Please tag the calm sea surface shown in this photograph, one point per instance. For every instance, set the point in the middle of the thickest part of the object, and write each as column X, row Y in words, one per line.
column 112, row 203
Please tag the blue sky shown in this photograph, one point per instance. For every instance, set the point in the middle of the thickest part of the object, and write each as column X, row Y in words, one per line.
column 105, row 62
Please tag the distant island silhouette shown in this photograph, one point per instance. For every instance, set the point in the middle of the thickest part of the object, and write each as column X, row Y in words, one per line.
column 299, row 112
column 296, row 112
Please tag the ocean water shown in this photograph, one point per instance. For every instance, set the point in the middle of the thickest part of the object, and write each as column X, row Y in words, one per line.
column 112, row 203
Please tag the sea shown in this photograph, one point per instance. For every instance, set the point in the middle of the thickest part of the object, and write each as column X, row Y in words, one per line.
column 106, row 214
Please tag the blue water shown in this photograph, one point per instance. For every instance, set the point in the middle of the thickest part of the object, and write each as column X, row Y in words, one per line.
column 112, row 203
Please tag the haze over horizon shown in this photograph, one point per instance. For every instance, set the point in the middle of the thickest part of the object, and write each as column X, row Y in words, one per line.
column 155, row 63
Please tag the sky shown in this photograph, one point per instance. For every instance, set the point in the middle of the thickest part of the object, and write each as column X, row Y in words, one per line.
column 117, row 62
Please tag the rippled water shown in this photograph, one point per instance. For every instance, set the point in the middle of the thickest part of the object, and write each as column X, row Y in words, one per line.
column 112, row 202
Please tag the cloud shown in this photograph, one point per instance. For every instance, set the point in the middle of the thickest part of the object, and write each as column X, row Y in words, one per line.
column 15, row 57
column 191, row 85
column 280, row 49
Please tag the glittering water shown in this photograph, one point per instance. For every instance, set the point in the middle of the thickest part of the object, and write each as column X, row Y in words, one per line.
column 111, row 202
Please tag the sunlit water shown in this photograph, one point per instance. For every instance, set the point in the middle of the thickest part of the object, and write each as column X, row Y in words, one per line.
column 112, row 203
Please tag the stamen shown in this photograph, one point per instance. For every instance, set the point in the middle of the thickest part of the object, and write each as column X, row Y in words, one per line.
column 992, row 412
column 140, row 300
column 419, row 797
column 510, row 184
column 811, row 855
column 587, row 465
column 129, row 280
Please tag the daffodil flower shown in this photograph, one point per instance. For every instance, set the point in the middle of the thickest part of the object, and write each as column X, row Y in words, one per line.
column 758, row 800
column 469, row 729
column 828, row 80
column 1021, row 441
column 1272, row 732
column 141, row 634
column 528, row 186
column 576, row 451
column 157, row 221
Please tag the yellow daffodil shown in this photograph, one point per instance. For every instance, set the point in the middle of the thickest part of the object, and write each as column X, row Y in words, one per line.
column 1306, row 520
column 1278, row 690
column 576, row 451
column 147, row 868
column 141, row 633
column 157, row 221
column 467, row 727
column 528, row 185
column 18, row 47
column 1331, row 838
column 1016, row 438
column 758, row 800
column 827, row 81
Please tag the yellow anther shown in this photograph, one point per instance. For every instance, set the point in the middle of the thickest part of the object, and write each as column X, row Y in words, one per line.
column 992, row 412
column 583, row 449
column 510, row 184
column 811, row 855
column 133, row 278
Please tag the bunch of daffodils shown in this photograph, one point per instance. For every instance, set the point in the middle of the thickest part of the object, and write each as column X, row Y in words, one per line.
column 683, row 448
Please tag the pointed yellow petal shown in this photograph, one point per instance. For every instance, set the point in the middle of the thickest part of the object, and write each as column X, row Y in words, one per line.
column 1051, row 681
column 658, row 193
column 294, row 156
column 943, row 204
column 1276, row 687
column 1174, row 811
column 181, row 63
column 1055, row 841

·····

Reproduce the listing above with every "thickest part" replaced by "widest part", leaving everything else as it is.

■ Answer to this problem
Please tag the calm sea surface shown in this photograph, one point per instance. For every instance, set the point in the middle of the widest part of the object, and write each as column X, row Y in words, one per line.
column 112, row 203
Please tag the blue sky shown in this photograph, one point per instance. For every instance, set the point in the middle of the widest part of the object, and write each as column X, row Y in words, one per line.
column 105, row 62
Please tag the distant island silhouette shown in this photograph, one point per instance. For every instance, set the point in the middle of the widest part of the object, and write each as column X, row Y in words, one per line.
column 299, row 112
column 296, row 112
Please tag the ocean water shown in this photograph, one point per instance. For every instance, set the point in the middle of the widest part of the object, and write each as column X, row Y in words, one per line.
column 112, row 203
Please tag the sea shown in this photograph, one point per instance. For every instance, set the point in the middle of the widest part of the object, and write each as column X, row Y in words, one per line.
column 106, row 214
Please tag the blue water shown in this photograph, one point per instance. For every instance, set the point in the middle of the widest part of the object, and write each as column X, row Y in words, one per line.
column 112, row 203
Please tag the haze over horizon shown in this photograph, one point per instance. For every instance, set the point in the middle of the widest part of the object, and write each as column X, row Y in words, one per line.
column 155, row 63
Please tag the sky shown in this photograph, one point per instance. For every instance, set the point in the middle of the widest part of the object, and write each as column X, row Y in words, one per line.
column 117, row 62
Please tag the rippled water shown in this photograph, one point per instance. For every instance, set the point in the middle of the widest part of the object, and write each as column X, row Y in words, one per line.
column 112, row 202
Please tag the cloud shown in this photograph, one point per instance. For every instance, set the point in the middle of the widest part of the object, and write each as column X, row Y in words, one per line.
column 15, row 57
column 191, row 85
column 280, row 49
Please tag the glittering water shown in this photograph, one point per instance. For every instance, set the point in the middle of the widest part of the object, and write each as column X, row Y in words, one per line.
column 111, row 202
Please tag the sunlit water shown in this photograph, one point per instance. For every instance, set the point in the middle of the widest part of the object, and write each as column X, row Y in words, one per line.
column 112, row 203
Please tag the stamen shown in this photograph, one point per instance. For every instance, set the point in the middle of the widest part of the object, and write each as column X, row Y in words, one per line.
column 992, row 412
column 140, row 300
column 419, row 797
column 510, row 184
column 811, row 855
column 587, row 465
column 129, row 280
Please tag the daffodil flower shown in this photograph, one point per instance. For every instance, set the point in the middle of the widest part of the object, and write each as column X, row Y in words, one per line.
column 758, row 800
column 469, row 729
column 828, row 80
column 1021, row 441
column 1272, row 732
column 141, row 634
column 528, row 186
column 576, row 451
column 157, row 221
Please tag the yellow daffodil shown in this photograph, one point per instance. For every instance, set the point in the middle of the widest part of the object, and write each as column X, row Y in words, one per line.
column 1306, row 520
column 1278, row 690
column 576, row 451
column 147, row 868
column 141, row 633
column 157, row 221
column 467, row 727
column 528, row 185
column 18, row 47
column 1331, row 838
column 1016, row 438
column 758, row 800
column 827, row 81
Please tag the yellow anther shown in this photograph, one point per instance. For every instance, set the point in the middle of the widest part of the object, and write each as column X, row Y in words, one per line.
column 992, row 412
column 583, row 449
column 510, row 184
column 811, row 855
column 133, row 278
Please tag the bunch of daffodils shown in this photograph, one point per instance. For every instance, set the point in the middle of the widest part of the object, and write each as column X, row Y in words, one per line.
column 683, row 448
Please tag the pointed yellow petal shown in this photograph, one point per instance. For every instance, set the point in the middle of the widest part of the object, and write each as column X, row Y in words, one per line.
column 1051, row 681
column 658, row 193
column 294, row 156
column 943, row 204
column 1276, row 687
column 1174, row 811
column 181, row 63
column 1055, row 841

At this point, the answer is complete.